Task goal >> State how many lines in the entries below contain the string "eyeglasses", giving only the number.

Given records >>
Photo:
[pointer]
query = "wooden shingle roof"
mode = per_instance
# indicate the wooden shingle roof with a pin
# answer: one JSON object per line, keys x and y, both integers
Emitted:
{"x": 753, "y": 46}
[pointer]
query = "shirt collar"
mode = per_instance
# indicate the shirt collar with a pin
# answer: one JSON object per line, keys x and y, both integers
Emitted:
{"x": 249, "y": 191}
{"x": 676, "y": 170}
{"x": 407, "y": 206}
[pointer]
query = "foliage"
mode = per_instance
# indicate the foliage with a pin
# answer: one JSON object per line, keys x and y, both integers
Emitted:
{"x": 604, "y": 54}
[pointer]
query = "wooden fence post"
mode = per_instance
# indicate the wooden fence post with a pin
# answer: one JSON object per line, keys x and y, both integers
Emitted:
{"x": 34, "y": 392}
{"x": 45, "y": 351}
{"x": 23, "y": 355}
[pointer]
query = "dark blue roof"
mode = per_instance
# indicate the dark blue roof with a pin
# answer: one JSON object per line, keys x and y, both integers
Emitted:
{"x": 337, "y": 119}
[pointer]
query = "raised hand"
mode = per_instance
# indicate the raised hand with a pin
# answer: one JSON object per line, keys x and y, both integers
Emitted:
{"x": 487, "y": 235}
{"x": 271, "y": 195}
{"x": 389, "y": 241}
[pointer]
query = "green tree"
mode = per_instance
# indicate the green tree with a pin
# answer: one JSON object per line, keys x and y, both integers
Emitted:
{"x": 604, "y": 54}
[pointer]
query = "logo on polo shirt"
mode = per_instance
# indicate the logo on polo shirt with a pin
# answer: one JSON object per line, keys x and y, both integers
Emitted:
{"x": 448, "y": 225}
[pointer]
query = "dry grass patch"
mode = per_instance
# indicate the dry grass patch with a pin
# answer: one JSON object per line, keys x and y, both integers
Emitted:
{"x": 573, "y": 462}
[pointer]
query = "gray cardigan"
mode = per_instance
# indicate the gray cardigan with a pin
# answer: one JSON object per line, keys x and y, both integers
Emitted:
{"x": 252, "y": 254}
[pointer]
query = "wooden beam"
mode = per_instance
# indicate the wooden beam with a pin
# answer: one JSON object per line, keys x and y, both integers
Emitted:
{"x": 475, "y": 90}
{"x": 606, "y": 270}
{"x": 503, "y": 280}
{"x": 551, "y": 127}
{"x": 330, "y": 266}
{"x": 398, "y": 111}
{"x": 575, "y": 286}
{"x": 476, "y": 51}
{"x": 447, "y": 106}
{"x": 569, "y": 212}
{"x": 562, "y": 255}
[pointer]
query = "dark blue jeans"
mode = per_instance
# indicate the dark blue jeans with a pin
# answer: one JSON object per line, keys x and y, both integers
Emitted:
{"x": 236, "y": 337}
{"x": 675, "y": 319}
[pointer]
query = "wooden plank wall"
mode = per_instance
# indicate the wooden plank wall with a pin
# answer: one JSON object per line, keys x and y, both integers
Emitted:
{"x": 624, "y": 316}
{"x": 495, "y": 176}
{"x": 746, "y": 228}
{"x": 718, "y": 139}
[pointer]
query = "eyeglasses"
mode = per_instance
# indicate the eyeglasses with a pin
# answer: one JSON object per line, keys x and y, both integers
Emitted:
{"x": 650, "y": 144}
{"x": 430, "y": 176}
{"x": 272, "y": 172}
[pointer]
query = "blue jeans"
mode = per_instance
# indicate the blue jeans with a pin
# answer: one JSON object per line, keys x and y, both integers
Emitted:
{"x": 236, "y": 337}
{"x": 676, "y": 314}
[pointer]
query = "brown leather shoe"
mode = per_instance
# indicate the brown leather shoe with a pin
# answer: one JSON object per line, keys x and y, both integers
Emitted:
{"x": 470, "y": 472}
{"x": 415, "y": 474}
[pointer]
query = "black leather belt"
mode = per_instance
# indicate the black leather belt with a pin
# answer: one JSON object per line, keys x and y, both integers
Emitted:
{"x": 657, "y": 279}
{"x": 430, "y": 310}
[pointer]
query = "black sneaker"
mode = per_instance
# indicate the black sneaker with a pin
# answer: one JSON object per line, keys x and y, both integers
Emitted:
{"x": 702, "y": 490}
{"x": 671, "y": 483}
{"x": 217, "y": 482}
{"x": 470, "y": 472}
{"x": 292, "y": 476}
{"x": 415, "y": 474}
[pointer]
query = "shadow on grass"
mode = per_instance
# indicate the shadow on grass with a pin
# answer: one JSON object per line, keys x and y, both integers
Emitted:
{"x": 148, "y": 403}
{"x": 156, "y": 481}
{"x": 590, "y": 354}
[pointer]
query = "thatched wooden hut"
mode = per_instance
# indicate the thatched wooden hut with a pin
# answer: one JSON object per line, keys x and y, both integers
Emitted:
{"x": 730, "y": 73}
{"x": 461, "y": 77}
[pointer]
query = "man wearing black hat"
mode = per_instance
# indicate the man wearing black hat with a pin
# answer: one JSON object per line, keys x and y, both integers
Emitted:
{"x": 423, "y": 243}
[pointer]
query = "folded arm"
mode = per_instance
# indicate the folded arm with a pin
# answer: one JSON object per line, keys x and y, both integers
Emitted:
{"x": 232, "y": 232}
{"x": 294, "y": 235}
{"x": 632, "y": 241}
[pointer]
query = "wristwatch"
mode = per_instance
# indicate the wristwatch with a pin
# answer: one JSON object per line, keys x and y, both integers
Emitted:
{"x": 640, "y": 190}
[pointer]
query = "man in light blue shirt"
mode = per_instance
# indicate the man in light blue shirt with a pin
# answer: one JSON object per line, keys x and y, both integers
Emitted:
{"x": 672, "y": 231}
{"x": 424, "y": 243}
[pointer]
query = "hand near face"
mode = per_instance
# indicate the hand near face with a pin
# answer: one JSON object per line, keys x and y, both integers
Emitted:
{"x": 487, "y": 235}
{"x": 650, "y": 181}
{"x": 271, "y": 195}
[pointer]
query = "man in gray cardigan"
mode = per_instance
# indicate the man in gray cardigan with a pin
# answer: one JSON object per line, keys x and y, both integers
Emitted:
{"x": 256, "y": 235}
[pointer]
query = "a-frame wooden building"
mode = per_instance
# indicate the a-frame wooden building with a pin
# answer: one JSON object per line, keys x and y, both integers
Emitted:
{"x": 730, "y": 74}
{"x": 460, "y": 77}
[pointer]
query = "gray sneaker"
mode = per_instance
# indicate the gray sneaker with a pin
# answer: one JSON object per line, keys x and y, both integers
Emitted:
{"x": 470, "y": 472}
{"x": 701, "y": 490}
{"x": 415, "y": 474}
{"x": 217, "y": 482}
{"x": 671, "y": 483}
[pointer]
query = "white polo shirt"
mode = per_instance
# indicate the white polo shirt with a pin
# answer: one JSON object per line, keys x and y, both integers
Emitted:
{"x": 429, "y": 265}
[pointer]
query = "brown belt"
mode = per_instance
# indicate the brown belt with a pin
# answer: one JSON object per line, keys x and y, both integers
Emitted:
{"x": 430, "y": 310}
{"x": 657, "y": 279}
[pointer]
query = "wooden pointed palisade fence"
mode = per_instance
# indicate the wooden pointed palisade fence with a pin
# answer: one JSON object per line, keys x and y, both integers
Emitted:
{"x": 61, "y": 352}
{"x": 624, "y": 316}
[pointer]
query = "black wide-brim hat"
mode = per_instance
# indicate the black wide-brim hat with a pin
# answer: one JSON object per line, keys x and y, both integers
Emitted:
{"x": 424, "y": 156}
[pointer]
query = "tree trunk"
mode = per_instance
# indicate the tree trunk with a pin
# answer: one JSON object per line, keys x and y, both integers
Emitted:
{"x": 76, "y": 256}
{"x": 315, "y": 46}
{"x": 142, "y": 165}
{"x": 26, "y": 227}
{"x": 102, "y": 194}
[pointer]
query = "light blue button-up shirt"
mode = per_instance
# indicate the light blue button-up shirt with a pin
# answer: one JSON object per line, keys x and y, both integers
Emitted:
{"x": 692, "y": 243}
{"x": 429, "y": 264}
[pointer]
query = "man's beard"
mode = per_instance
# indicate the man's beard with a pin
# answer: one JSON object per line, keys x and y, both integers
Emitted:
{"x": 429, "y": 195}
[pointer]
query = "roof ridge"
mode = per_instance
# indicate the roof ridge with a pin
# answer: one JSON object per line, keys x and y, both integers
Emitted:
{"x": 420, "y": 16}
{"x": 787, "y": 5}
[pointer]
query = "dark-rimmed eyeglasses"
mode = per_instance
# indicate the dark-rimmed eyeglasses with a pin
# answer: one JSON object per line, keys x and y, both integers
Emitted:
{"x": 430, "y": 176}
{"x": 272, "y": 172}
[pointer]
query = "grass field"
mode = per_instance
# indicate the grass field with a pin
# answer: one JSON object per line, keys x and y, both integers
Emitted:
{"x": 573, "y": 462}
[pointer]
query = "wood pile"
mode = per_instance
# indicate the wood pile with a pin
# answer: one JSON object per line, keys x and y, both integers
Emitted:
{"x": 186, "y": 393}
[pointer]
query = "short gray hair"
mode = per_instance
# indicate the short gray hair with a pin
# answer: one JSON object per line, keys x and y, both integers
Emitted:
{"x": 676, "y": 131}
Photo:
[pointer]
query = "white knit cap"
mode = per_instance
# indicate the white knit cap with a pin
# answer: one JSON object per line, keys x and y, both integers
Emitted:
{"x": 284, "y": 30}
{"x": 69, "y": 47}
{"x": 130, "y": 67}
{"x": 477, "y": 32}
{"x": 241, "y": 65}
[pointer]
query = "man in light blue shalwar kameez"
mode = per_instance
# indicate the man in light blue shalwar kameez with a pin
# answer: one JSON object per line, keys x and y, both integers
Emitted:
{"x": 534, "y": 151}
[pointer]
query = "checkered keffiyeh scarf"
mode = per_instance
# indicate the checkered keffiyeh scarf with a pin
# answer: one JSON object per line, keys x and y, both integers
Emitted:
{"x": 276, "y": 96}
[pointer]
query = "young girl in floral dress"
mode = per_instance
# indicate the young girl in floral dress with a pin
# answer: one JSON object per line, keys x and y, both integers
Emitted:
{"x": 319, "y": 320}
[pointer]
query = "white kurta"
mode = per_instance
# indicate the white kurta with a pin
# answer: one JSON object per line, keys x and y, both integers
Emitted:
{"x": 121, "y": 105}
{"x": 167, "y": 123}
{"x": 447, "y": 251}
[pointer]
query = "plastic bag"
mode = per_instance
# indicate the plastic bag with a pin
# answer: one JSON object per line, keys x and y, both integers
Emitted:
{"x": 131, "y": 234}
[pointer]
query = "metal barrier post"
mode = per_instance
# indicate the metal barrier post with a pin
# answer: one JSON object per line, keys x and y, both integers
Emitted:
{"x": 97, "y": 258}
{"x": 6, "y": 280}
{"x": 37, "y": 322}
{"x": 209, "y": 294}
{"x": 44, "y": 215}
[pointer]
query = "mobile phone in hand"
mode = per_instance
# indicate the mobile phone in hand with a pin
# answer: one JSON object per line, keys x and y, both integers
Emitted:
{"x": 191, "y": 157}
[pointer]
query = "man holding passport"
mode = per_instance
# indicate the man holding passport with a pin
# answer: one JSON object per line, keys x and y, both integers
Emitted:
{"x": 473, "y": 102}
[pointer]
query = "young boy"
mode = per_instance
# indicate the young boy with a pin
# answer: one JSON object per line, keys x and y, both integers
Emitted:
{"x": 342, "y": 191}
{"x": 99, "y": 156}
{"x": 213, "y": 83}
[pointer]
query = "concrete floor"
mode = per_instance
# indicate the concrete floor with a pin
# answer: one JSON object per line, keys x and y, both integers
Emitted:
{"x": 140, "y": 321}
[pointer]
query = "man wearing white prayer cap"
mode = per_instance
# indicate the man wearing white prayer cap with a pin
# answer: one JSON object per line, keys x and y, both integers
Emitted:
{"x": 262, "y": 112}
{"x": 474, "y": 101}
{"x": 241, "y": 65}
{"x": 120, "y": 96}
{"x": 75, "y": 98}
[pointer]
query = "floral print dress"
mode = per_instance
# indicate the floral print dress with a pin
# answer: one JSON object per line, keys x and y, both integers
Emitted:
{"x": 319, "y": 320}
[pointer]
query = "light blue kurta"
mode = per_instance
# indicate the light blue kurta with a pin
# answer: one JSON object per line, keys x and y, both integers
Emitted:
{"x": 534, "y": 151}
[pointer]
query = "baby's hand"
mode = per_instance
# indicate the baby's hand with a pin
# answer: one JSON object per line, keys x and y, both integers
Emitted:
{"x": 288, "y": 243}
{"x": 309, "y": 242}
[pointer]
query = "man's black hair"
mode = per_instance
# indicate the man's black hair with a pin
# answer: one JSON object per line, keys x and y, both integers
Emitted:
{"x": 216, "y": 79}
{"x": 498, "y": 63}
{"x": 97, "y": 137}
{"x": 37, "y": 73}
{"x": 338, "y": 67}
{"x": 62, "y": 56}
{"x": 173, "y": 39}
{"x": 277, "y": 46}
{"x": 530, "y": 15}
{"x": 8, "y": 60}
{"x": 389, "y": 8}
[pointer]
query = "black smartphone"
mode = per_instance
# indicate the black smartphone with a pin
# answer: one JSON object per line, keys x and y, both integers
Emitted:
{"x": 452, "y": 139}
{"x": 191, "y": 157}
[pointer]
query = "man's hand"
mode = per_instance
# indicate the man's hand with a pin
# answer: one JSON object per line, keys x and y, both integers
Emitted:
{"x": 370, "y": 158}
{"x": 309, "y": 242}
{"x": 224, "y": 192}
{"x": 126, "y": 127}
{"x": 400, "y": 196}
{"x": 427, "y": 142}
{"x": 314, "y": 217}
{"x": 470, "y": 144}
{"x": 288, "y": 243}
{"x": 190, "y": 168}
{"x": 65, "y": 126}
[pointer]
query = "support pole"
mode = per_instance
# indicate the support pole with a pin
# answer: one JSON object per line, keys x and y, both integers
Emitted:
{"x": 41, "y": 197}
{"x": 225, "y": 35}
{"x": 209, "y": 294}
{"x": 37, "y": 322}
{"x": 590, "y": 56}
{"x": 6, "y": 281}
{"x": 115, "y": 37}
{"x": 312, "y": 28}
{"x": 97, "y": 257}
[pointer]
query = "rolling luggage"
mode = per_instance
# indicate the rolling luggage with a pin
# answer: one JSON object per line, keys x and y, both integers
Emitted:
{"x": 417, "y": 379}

Complete answer >> 4